# [Data shown]

****

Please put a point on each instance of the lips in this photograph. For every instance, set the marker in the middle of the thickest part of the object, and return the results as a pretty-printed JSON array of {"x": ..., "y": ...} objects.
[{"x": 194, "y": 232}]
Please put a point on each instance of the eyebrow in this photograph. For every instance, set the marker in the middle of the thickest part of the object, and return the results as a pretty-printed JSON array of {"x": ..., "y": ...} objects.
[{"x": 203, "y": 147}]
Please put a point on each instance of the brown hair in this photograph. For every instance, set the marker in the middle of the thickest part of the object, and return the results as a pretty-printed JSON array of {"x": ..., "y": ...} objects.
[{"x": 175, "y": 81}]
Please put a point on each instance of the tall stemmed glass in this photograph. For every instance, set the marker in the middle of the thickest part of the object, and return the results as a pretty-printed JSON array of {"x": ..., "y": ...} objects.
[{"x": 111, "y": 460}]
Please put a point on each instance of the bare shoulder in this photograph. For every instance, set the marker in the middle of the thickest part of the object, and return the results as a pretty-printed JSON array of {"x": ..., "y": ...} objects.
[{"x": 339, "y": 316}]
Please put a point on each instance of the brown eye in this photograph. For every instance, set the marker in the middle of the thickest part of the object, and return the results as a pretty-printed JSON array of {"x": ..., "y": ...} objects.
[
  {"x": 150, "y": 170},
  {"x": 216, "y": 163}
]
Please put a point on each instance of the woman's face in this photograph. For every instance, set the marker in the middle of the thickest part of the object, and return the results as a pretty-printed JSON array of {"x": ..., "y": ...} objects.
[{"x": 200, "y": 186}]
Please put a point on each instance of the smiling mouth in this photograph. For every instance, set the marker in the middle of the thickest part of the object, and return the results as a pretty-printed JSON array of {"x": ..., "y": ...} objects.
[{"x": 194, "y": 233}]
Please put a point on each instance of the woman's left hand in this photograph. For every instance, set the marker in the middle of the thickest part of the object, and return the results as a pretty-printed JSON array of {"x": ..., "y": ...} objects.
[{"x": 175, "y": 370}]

****

# [The task]
Reproduce all of the lines above verbatim, preserving their original order.

# [Reply]
Please put a point on each instance of the lips in this photograph. For every instance, set the marker in the middle of the thickest part of the object, and return the results as a pretty-printed JSON array of {"x": ..., "y": ...} objects.
[{"x": 194, "y": 232}]
Please put a point on each instance of the eyebrow in this photograph. For every instance, set the marker in the middle of the thickest part of the object, and return the results as a pretty-printed JSON array of {"x": ..., "y": ...} objects.
[{"x": 203, "y": 147}]
Please put a point on each instance of the brown hair in this photograph. For every instance, set the marker in the middle of the thickest part of the object, and return the results as a pretty-printed JSON array of {"x": ..., "y": ...} objects.
[{"x": 175, "y": 81}]
Please put a point on each instance of the tall stemmed glass in this photograph. For every instance, set the marker in the middle of the thickest part of the object, and return the results as a pretty-printed JSON array of {"x": ..., "y": ...} objects.
[{"x": 111, "y": 460}]
Please put a point on each instance of the bare shoulder in this photograph. For every instance, set the marker in the middle of the thickest part of the object, and return the results as a pretty-printed JSON array of {"x": ..., "y": ...} objects.
[{"x": 339, "y": 316}]
Please put a point on each instance of the brown eye in this photograph. For every instance, set the marker in the middle of the thickest part of the object, and return the results as a pretty-printed JSON array of {"x": ..., "y": ...} objects.
[
  {"x": 150, "y": 170},
  {"x": 216, "y": 163}
]
Please put a point on each instance of the woman's face in this photograph. For every instance, set the marker in the middle of the thickest part of the object, and return the results as a pretty-printed JSON array of {"x": ..., "y": ...} objects.
[{"x": 200, "y": 186}]
Please put a point on each instance of the smiling mouth in this photograph. For every instance, set the marker in the middle of the thickest part of the object, and return the results as a pretty-printed JSON array of {"x": ..., "y": ...} objects.
[{"x": 194, "y": 233}]
Please put a point on each instance of the woman's left hand in this photograph. For every instance, set the marker in the middle of the thickest part of the object, and return the results as a pretty-printed JSON array of {"x": ..., "y": ...} objects.
[{"x": 175, "y": 370}]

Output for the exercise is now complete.